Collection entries
____
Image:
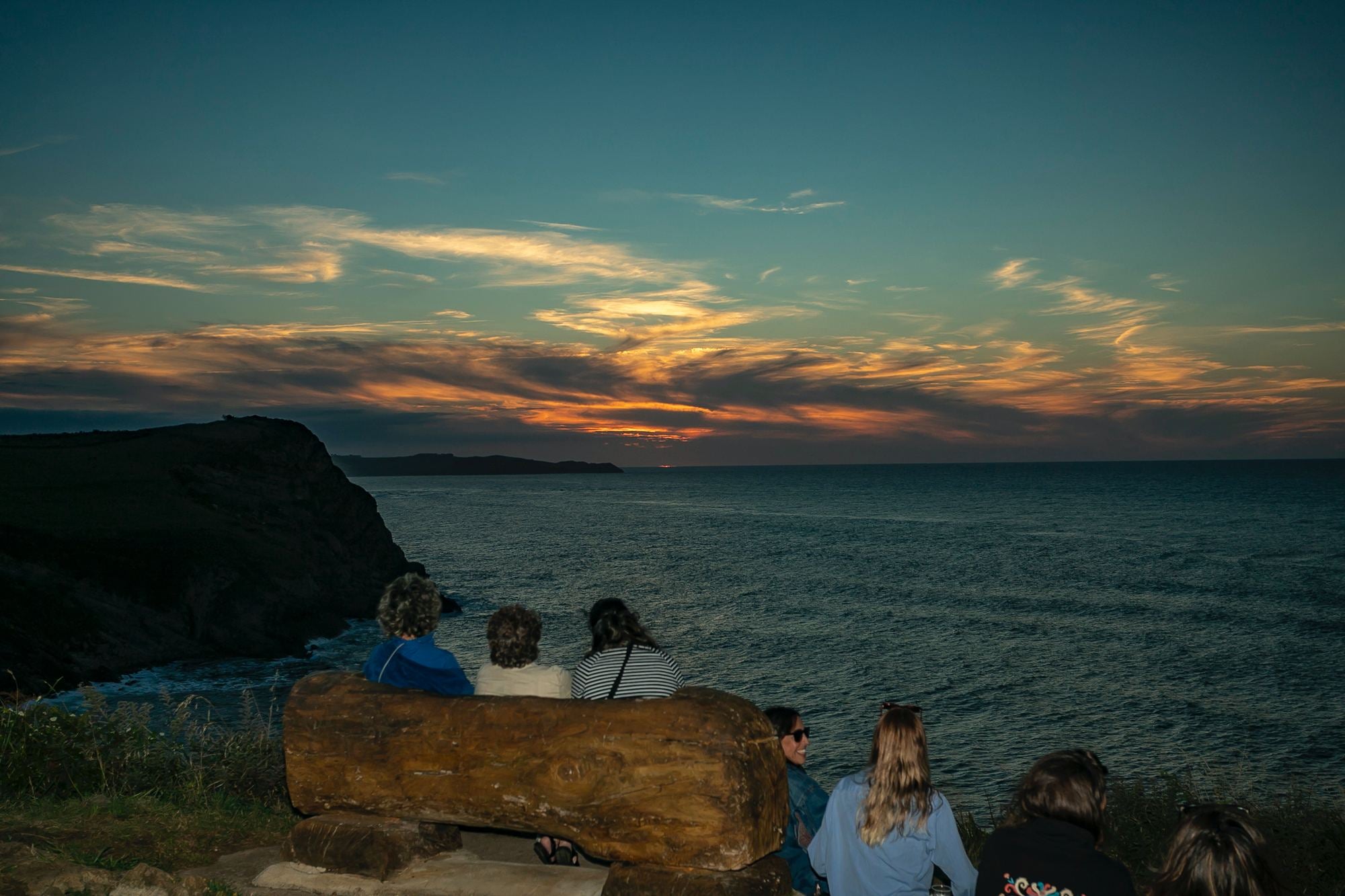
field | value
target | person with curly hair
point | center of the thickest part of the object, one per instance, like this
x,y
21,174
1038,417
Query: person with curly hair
x,y
408,614
1050,838
514,634
887,826
1217,850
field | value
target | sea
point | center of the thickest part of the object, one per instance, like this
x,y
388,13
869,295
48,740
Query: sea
x,y
1176,618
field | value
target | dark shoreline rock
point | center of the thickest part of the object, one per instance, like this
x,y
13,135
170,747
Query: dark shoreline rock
x,y
130,549
455,466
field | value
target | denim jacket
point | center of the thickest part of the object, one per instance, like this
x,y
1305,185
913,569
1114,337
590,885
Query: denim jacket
x,y
808,805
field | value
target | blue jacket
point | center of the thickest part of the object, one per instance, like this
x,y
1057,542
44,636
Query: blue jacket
x,y
808,805
900,865
418,663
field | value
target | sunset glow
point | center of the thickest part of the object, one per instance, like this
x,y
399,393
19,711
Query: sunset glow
x,y
933,283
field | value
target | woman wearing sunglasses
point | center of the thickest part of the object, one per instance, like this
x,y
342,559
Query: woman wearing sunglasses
x,y
1050,841
1217,850
887,826
808,799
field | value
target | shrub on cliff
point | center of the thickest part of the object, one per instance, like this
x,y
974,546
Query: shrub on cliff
x,y
180,754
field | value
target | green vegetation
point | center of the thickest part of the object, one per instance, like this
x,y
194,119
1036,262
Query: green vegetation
x,y
115,787
112,787
1307,830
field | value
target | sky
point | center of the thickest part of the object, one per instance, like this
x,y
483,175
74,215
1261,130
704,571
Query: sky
x,y
683,233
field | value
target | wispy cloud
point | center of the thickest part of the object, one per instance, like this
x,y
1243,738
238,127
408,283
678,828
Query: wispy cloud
x,y
1323,326
146,280
726,204
306,244
695,384
415,175
36,145
388,272
1165,282
556,225
1012,274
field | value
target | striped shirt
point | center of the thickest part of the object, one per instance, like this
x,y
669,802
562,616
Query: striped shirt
x,y
652,673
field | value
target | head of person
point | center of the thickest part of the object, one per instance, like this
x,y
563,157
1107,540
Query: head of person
x,y
900,792
794,736
410,607
514,633
1217,850
614,624
1070,786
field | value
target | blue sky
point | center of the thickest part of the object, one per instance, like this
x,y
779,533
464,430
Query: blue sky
x,y
778,233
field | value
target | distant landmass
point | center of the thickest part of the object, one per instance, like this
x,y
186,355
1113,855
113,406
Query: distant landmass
x,y
455,466
130,549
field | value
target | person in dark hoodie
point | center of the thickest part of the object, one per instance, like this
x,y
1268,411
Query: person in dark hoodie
x,y
1050,841
408,614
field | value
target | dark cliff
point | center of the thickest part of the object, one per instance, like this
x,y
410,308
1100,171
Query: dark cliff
x,y
124,549
454,466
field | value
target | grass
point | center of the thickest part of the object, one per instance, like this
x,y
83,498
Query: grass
x,y
122,833
1307,830
114,787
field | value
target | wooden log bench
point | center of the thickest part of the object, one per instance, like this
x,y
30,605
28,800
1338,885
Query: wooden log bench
x,y
684,795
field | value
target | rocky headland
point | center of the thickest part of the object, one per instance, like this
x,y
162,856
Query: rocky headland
x,y
455,466
128,549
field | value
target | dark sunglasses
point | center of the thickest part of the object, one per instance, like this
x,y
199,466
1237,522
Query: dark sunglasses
x,y
1190,809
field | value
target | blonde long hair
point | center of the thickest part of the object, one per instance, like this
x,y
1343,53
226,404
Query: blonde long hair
____
=== EXERCISE BRIEF ===
Repeat the records above exactly, leaving out the pictures.

=== EXERCISE RESULT ===
Image:
field | value
target | person with curly hair
point | center of the thickest part of the object, one per instance, like this
x,y
21,174
1038,417
Query: person with curly hair
x,y
408,614
1050,838
514,634
887,826
1217,850
field | value
target | sea
point | center of the thickest part of the object, one per instance, like this
x,y
388,13
869,295
48,740
Query: sea
x,y
1176,618
field | value
target | dark shoreline rock
point | center of the thickest part of the object, one per instance, like this
x,y
13,135
170,747
Query: dark shoreline rock
x,y
130,549
455,466
field | value
target | denim jacket
point | center of the thickest part of the object, one per instance, like this
x,y
1305,185
913,569
1114,337
590,885
Query: denim jacket
x,y
808,805
field | value
target | blue jacket
point | center of the thickest part of the object, one per instance, like this
x,y
1057,542
44,636
Query: blue jacket
x,y
808,805
900,865
418,663
field | value
target | sunset glow
point | center of the thickest part of the object, one per instance, like this
x,y
399,393
19,711
Query: sunset glow
x,y
933,283
field | value
target | woman wearing sunglasses
point | center of the thickest part of the object, one per instance, like this
x,y
342,559
Query: woman wearing sunglasses
x,y
1050,841
1217,850
887,826
808,799
field | value
target | shrub on cliff
point | center of the thickest part of the object, one per instance, like this
x,y
974,546
Query: shrub on cliff
x,y
180,754
field | value
target | green vegetation
point | center of the thickest part of the object, one per instance, like this
x,y
194,119
1036,262
Query: green vegetation
x,y
115,787
112,787
1307,830
field | value
target | sky
point | center of the thickest part of the object, one per instance, like this
x,y
483,175
74,215
1261,130
704,571
Query: sky
x,y
683,233
field | value
target | wispy cloud
point | center of the thickest part of the object, one per instance, like this
x,y
1243,738
238,127
408,283
678,828
Query: wispy cloud
x,y
1323,326
146,280
726,204
306,244
695,384
415,175
36,145
388,272
1165,282
556,225
1012,274
field | value
target | striped shirt
point | center of the thickest part of the object, one per instance, like this
x,y
669,802
562,616
Query: striped shirt
x,y
652,673
field | value
target | head of person
point | center of the thickest part of the object, one per instance, like this
x,y
563,157
1107,540
Query: head of person
x,y
900,792
794,736
410,607
514,633
1217,850
614,624
1070,786
field | value
target | blue sky
point | center of the thickest part of the object, one per instance, like this
x,y
779,533
464,430
Query: blue sky
x,y
778,233
field | value
target | distant landmass
point | center of the thickest part of the object, one per instance, like this
x,y
186,355
1113,855
113,406
Query: distant landmass
x,y
455,466
130,549
field | value
target | person in dark hoodie
point | center of the thickest part of the object, one per instance, like this
x,y
1268,411
Query: person in dark hoodie
x,y
1050,841
408,614
field | value
target | dark cliff
point | center of the thickest part of the object, one per instance, like this
x,y
410,308
1100,171
Query: dark cliff
x,y
124,549
454,466
field | value
target | grass
point | center of the thickest part of the object, one per instance, like this
x,y
83,498
Query: grass
x,y
122,833
1307,830
114,787
field | value
target | wooden log bench
point | center of the thickest part of the object, one per instance, like this
x,y
30,605
28,800
1338,885
Query: wooden log bench
x,y
684,795
field | value
target | rocky headland
point | center of the thickest part of the object, one per instance, like this
x,y
162,856
Query: rocky headland
x,y
455,466
128,549
field | value
target | dark sunglasses
point | center of the thickest part of the object, one per instance, like this
x,y
199,466
1237,522
Query: dark sunglasses
x,y
1190,809
field | value
target | blonde long hair
point | center of the thickest part of the object, one per instance, like this
x,y
1343,53
226,404
Query: blonde long hair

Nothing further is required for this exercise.